Устроители были весьма предупредительны, мне показали мое место в зале, предложив предварительно чашечку кофе, и устроили встречу с руководителем хора, вместе с которым пришел еще один, ничем не приметный на вид господин.

Как всегда, когда я имела дело с официальными советскими представителями, я первым делом отрекомендовалась как репортер «Немецкой волны» и спросила, согласны ли они дать мне интервью. Чтобы не было, так сказать, «разночтений», я еще раз представилась, сделав упор на радиостанции «Немецкая волна». Они сразу же дали согласие, сказав, чтобы я подошла к ним после концерта. Такая непривычная сговорчивость немного удивила, но… «Прибалты, − подумала я, − все-таки не совсем „советчики“», − и отправилась в зал настраивать свою аппаратуру.

Но вдруг в зале и фойе началось какое-то странное волнение. Казалось, устроители кого-то искали, и этим «кем-то» была я, как выяснилось позднее. Наконец, меня обнаружили и попросили зайти к администратору. Я не могла поверить своим ушам, но он, извиняясь, извиваясь, кланяясь и с мольбой простирая ко мне руки, просил, заклинал меня… уйти из театра!

− Наши эстонские друзья отказываются выступать, если вы не покинете зал! Пожалуйста, поймите меня, мы не можем ставить под угрозу концерт! И потом… может разразиться международный скандал! Боже мой!

− Может! − с жесткостью, которой я сама от себя не ожидала, подтвердила я. – Может вполне! Но вы забываете, что мы находимся у себя дома, в свободной стране и что я − ее подданная. Хотите посмотреть паспорт?

Он молча замахал руками.

− Вот вам ваша контрамарка. Я покупаю сейчас билет в кассе и иду в зал как свободный гражданин свободного государства. Повторяю: я у себя дома! И я, клянусь, не сдвинусь с места, даже если в зале не останется ни одного зрителя!

Записи набора данных:
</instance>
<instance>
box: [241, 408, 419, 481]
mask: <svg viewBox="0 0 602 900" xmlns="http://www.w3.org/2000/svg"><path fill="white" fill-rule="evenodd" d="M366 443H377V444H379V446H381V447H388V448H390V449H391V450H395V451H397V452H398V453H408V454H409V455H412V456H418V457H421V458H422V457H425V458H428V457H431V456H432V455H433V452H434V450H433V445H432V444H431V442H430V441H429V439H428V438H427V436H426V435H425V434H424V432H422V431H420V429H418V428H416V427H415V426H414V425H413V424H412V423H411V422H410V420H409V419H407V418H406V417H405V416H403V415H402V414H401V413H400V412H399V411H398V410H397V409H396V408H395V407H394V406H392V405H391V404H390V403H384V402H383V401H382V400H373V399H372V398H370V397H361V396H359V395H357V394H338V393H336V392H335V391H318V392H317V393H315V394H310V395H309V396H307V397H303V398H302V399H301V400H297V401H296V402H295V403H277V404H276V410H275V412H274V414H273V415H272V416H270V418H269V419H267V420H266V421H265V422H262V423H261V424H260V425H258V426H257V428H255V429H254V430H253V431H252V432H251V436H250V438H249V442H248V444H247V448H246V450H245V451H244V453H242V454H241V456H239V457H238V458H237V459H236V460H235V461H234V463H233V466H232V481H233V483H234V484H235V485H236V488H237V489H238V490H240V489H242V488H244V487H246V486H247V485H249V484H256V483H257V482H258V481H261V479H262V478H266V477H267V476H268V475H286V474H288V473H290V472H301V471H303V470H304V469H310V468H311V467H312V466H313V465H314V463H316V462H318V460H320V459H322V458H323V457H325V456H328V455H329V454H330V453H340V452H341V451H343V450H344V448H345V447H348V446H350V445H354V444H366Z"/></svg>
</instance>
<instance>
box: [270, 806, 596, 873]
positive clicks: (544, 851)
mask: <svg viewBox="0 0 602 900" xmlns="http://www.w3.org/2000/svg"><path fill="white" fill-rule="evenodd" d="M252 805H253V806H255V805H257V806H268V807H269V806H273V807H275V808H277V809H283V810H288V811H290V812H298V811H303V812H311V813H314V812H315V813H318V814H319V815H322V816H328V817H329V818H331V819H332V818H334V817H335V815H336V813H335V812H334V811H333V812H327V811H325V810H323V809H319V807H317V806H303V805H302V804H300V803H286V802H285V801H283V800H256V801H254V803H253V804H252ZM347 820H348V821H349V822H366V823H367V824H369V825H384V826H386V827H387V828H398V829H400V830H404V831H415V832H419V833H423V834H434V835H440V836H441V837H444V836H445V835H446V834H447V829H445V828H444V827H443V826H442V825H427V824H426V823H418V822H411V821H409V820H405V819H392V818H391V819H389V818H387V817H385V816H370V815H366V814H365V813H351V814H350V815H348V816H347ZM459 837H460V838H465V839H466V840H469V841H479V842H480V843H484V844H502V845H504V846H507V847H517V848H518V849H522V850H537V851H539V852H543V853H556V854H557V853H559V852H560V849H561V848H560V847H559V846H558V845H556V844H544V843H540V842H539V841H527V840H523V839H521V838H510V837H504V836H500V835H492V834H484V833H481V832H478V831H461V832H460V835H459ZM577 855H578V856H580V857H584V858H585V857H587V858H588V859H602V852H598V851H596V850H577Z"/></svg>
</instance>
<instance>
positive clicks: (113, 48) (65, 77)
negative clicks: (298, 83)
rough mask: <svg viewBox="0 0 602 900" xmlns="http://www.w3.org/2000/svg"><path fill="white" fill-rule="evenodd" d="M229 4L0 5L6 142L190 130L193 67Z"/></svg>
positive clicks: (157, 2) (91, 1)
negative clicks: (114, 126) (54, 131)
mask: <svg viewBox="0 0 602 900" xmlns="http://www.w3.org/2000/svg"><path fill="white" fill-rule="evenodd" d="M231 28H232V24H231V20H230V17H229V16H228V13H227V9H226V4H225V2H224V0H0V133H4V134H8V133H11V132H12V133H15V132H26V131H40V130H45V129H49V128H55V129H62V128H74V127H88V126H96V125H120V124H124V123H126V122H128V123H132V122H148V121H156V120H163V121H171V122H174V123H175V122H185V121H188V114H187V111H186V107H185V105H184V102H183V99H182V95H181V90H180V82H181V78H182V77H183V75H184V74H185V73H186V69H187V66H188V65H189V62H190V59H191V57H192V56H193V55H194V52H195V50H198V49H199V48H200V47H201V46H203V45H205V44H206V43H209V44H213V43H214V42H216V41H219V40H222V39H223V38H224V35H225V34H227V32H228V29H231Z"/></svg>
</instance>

▶ [Рабочее задание 1]:
Обновите отрывок о концерте хора между словами "Но вдруг в зале" и "уйти из театра!" включительно, поставив "директору" на место "администратору".
▶ [Рабочее задание 2]:
Покажите все строки списка, где встречается слово "negative".

▶ [Ваше решение 1]:
Но вдруг в зале и фойе началось какое-то странное волнение. Казалось, устроители кого-то искали, и этим «кем-то» была я, как выяснилось позднее. Наконец, меня обнаружили и попросили зайти к директору. Я не могла поверить своим ушам, но он, извиняясь, извиваясь, кланяясь и с мольбой простирая ко мне руки, просил, заклинал меня… уйти из театра!

▶ [Ваше решение 2]:
negative clicks: (298, 83)
negative clicks: (114, 126) (54, 131)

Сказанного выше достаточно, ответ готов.